Record extracts:

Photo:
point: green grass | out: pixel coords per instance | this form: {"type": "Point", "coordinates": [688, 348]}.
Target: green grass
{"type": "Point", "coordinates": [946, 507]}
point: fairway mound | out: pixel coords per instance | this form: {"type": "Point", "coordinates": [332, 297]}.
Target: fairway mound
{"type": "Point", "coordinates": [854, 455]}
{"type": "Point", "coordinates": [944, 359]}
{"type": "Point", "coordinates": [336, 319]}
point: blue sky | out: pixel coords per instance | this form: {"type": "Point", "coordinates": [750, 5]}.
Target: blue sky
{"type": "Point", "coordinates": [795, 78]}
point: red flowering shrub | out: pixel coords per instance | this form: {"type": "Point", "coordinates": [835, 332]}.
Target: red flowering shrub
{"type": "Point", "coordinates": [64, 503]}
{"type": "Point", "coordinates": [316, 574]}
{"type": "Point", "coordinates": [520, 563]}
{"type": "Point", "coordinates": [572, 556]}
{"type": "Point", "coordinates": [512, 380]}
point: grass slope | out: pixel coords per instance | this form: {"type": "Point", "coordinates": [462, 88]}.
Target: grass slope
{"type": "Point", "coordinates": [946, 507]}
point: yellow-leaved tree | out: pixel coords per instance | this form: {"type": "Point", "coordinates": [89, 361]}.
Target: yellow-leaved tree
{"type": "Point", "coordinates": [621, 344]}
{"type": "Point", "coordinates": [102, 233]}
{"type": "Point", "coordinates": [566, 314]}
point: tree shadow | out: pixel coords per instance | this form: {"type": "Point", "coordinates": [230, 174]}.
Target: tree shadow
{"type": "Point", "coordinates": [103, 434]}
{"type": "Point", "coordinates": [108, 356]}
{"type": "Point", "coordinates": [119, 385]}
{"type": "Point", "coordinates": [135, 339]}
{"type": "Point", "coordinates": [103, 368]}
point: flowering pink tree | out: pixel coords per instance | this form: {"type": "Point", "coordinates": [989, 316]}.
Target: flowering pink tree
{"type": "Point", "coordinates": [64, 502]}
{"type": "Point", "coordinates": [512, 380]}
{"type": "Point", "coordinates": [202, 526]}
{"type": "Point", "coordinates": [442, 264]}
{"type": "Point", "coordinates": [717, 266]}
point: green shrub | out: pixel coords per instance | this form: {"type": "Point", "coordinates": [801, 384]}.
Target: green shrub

What you will do:
Once the line containing "point: yellow-leaved tree" has been set down, nothing more is wanted; set down each line of the listing above up to it exactly, starting with the first.

Output below:
Photo:
point: green grass | out: pixel coords per instance | this form: {"type": "Point", "coordinates": [688, 348]}.
Target: green grass
{"type": "Point", "coordinates": [946, 507]}
point: fairway mound | out: pixel coords per instance | this form: {"type": "Point", "coordinates": [332, 297]}.
Target: fairway mound
{"type": "Point", "coordinates": [854, 455]}
{"type": "Point", "coordinates": [944, 359]}
{"type": "Point", "coordinates": [336, 319]}
point: blue sky | out: pixel coords per instance | this form: {"type": "Point", "coordinates": [750, 5]}.
Target: blue sky
{"type": "Point", "coordinates": [795, 78]}
point: red flowering shrub | out: pixel coords per instance | this form: {"type": "Point", "coordinates": [835, 332]}.
Target: red flowering shrub
{"type": "Point", "coordinates": [64, 503]}
{"type": "Point", "coordinates": [316, 574]}
{"type": "Point", "coordinates": [520, 563]}
{"type": "Point", "coordinates": [572, 556]}
{"type": "Point", "coordinates": [512, 380]}
point: grass slope | out: pixel coords per instance | this form: {"type": "Point", "coordinates": [462, 88]}.
Target: grass slope
{"type": "Point", "coordinates": [946, 507]}
point: yellow-leaved tree | out: pixel coords per instance | this form: {"type": "Point", "coordinates": [89, 361]}.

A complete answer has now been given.